• Direction 1: Please list the photographers the feature on Alec Soth names as influences on his practice.

• Source extract:
★ ★ ★ ★ ★

Features

Alec Soth

Alec Soth has been famed for his beautifully composed images, often taken with a large-format 8×10 inch camera, recording life in “the big middle” of the United States of America.

Text Eline Verstegen
Images Alec Soth

Alec Soth’s practice was influenced by the American documentary photography tradition of Walker Evans, Robert Frank and Joel Sternfeld. He chose the open road for his projects, often with a list of the shots he wants attached to his steering wheel. Moreover, all his series were also originally devised as photobook projects, since Soth focusses not as much on the capturing of transient encounters, but on assembling them in a coherent visual story where they can resonate off each other.

★ ★ ★ ★ ★

• Direction 2: Count the lines of the listing that contain the string "building", treating case as significant, and give only the number.

[Records from a collection]
★ ★ ★ ★ ★

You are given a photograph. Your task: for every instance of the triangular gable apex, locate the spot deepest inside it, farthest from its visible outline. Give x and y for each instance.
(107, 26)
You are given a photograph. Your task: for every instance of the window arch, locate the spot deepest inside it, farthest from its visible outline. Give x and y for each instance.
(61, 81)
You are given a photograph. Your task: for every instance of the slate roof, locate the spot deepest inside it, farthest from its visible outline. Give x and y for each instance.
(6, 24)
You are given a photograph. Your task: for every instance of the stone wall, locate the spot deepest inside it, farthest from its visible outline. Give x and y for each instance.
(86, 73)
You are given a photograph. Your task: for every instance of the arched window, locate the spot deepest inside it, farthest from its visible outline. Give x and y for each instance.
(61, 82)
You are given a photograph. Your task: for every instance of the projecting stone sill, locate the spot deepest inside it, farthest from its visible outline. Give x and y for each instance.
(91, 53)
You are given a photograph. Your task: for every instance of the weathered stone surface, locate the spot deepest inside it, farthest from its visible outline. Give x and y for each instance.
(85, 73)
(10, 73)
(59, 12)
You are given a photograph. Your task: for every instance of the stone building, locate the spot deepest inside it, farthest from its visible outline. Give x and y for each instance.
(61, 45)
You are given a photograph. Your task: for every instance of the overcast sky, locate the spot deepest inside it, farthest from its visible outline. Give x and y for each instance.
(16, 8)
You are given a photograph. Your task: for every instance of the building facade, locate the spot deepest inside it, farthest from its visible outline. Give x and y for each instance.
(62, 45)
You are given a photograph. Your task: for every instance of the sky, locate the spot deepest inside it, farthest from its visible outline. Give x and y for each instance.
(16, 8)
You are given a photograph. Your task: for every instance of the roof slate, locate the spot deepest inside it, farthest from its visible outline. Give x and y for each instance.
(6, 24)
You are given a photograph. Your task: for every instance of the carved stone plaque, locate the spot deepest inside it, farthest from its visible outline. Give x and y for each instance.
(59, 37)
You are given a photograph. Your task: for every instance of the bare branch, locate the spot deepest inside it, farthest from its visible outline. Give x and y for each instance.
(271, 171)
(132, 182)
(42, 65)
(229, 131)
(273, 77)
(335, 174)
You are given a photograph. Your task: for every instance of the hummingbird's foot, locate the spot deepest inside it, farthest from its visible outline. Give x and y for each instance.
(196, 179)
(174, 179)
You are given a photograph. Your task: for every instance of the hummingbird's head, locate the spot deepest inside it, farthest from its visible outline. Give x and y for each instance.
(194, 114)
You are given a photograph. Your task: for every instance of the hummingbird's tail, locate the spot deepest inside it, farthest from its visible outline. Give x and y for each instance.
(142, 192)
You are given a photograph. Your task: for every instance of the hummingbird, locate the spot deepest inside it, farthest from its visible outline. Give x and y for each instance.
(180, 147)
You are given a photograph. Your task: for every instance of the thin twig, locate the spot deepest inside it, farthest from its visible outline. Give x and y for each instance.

★ ★ ★ ★ ★

• Full output 1: Walker Evans, Robert Frank, Joel Sternfeld

• Full output 2: 2